Aim of the task:
Copy verbatim the lines of the listing below, from the line containing "of the knit" up to and including the line containing "column 256, row 327".

▬▬▬▬▬▬▬▬▬▬

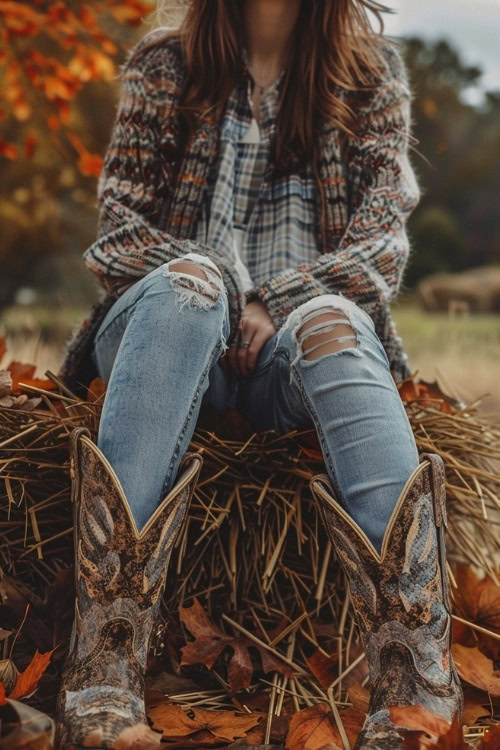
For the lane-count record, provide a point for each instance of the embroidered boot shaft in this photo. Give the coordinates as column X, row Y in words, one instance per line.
column 120, row 577
column 401, row 599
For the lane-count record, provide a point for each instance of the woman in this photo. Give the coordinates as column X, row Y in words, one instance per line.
column 253, row 205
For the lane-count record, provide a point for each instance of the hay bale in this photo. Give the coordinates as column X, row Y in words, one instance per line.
column 253, row 546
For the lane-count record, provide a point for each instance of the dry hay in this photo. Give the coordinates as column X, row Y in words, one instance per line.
column 253, row 550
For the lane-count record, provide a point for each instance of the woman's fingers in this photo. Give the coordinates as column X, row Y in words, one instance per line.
column 261, row 337
column 245, row 346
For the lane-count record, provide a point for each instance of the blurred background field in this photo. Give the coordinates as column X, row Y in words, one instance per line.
column 462, row 350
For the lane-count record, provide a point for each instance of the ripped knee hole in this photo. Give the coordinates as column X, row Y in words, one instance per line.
column 323, row 332
column 197, row 280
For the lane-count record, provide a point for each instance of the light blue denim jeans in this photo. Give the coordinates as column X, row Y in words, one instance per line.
column 159, row 348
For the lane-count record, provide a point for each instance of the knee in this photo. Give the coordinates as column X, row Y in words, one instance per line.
column 325, row 326
column 196, row 280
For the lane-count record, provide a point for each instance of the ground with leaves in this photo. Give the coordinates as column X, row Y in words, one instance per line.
column 228, row 673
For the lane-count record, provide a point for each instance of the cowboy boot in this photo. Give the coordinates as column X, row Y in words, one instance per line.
column 120, row 576
column 401, row 600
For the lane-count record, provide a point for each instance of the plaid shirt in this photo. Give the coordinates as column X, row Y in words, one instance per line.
column 153, row 189
column 268, row 227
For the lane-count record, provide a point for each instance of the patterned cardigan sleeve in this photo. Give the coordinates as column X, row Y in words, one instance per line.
column 368, row 263
column 135, row 180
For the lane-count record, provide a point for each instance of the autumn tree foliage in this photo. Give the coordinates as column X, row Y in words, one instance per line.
column 58, row 72
column 48, row 52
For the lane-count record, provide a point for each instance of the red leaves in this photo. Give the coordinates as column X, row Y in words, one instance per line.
column 476, row 669
column 478, row 601
column 202, row 727
column 210, row 642
column 30, row 73
column 89, row 164
column 12, row 379
column 27, row 681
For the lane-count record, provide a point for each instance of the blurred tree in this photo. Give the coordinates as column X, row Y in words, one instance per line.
column 58, row 60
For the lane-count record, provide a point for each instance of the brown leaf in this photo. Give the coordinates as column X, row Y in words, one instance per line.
column 8, row 674
column 476, row 668
column 359, row 697
column 452, row 740
column 417, row 718
column 477, row 600
column 210, row 642
column 5, row 382
column 314, row 728
column 25, row 728
column 491, row 740
column 96, row 389
column 225, row 725
column 473, row 712
column 27, row 681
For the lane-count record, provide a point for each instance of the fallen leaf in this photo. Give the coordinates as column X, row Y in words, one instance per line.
column 8, row 674
column 210, row 642
column 491, row 740
column 27, row 681
column 25, row 727
column 315, row 728
column 474, row 667
column 225, row 725
column 452, row 740
column 477, row 600
column 5, row 383
column 473, row 712
column 359, row 697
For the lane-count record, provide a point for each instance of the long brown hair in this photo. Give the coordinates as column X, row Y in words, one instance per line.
column 334, row 47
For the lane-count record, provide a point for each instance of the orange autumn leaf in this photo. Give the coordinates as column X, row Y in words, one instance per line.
column 475, row 668
column 359, row 697
column 30, row 144
column 9, row 150
column 28, row 680
column 210, row 642
column 452, row 740
column 478, row 601
column 224, row 725
column 20, row 370
column 23, row 374
column 314, row 728
column 491, row 740
column 90, row 165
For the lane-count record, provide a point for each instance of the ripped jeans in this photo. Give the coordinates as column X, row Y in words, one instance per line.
column 159, row 348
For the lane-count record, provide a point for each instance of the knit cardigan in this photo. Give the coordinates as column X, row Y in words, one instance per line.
column 152, row 186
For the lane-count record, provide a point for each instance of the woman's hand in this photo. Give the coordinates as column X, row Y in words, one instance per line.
column 256, row 327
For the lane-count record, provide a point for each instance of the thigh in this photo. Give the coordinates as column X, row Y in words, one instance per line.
column 268, row 399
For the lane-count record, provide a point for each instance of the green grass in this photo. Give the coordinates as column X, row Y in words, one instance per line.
column 464, row 352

▬▬▬▬▬▬▬▬▬▬

Task output:
For the lane-count record, provide a point for each instance of the knit cardigan in this photo. Give the coordinates as column X, row Y in words, one instance per line.
column 152, row 186
For the lane-count record, provide a point for each instance of the woman's hand in this photo. Give the coordinates as column X, row Y in words, one instance per line.
column 256, row 327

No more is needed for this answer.